> **What the task requires**
Set down each entry below exactly as it stands.

○ ○ ○ ○ ○ ○ ○

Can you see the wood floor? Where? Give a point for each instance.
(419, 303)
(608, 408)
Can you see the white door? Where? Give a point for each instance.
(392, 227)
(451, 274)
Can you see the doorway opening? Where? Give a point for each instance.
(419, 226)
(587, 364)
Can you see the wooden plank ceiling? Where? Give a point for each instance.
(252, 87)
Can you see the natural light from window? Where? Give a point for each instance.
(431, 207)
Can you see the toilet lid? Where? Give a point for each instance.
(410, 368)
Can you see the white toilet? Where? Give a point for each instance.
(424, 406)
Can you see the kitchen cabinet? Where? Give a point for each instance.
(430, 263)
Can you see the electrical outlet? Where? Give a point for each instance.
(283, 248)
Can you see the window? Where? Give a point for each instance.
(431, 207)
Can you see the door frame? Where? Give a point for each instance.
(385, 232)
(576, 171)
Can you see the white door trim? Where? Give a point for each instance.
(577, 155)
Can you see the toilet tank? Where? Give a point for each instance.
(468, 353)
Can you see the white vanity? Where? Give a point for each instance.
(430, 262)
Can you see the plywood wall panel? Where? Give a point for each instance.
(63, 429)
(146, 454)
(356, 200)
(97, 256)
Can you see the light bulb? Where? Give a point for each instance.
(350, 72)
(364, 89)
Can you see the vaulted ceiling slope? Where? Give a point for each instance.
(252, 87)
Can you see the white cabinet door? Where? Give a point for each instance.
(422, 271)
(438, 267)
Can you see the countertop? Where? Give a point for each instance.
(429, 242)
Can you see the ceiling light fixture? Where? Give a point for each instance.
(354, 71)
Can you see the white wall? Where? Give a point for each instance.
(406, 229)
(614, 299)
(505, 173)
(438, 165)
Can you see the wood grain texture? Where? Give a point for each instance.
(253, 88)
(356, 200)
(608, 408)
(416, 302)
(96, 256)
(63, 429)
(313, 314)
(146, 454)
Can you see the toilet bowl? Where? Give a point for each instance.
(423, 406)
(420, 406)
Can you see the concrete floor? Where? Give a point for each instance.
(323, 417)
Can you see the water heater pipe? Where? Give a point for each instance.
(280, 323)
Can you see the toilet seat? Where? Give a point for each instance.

○ ○ ○ ○ ○ ○ ○

> **Output for this task**
Can you see the wood floor? Where? Give a point for each instance.
(419, 303)
(608, 408)
Can you see the white door? Where? Give a point for each instance.
(392, 227)
(451, 274)
Can you see the doorway opening? Where? Give a point for each instance.
(419, 226)
(587, 364)
Can you see the wooden plank ceiling? Where? Give a point for each instance.
(252, 87)
Can you see the natural light from window? Where? Give a point for each instance.
(431, 207)
Can you see the toilet lid? Where? Give a point for each instance.
(410, 368)
Can you see the white toilet? Where? Give a point for each instance.
(424, 406)
Can you see the kitchen cabinet? Where? Give a point for each instance.
(430, 263)
Can you see the electrical outlet? Where? Give a point for each instance.
(283, 248)
Can you see the window? Where? Give a point for each instance.
(431, 207)
Can you see the door frame? Where? Give a point for each instance.
(385, 232)
(576, 171)
Can you see the white door trim? Where? Give a point for each instance.
(577, 155)
Can you see the toilet tank? Where? Give a point for each instance.
(468, 353)
Can you see the white vanity? Where? Give a point for each instance.
(430, 262)
Can you see the plywood wall panel? Where? Give a point for each instance.
(63, 429)
(146, 454)
(356, 200)
(97, 256)
Can you see the light bulb? Where? Give a point for each instance.
(350, 72)
(364, 89)
Can you see the vaulted ceiling slope? Where? Give a point for each instance.
(252, 87)
Can you see the white cabinet door? Where? Give a point for each instance.
(422, 271)
(438, 267)
Can you see the countertop? Where? Give a point for each instance.
(429, 242)
Can you see the ceiling light fixture? Where? Give a point for each instance.
(354, 71)
Can you see the white wall? Where? Give a point for each instance.
(406, 229)
(614, 299)
(505, 173)
(438, 165)
Can you see the wood grain texture? Where? Give a point for each instance.
(253, 88)
(356, 200)
(608, 408)
(416, 302)
(96, 256)
(63, 429)
(313, 314)
(146, 454)
Can you see the toilet bowl? Where? Give a point for each instance.
(423, 406)
(420, 406)
Can you see the concrete floor? Where? Give a point for each instance.
(323, 417)
Can you see the water heater pipe? Where? Give a point for each instance.
(280, 323)
Can you see the toilet seat? Where? Give a point for each instance.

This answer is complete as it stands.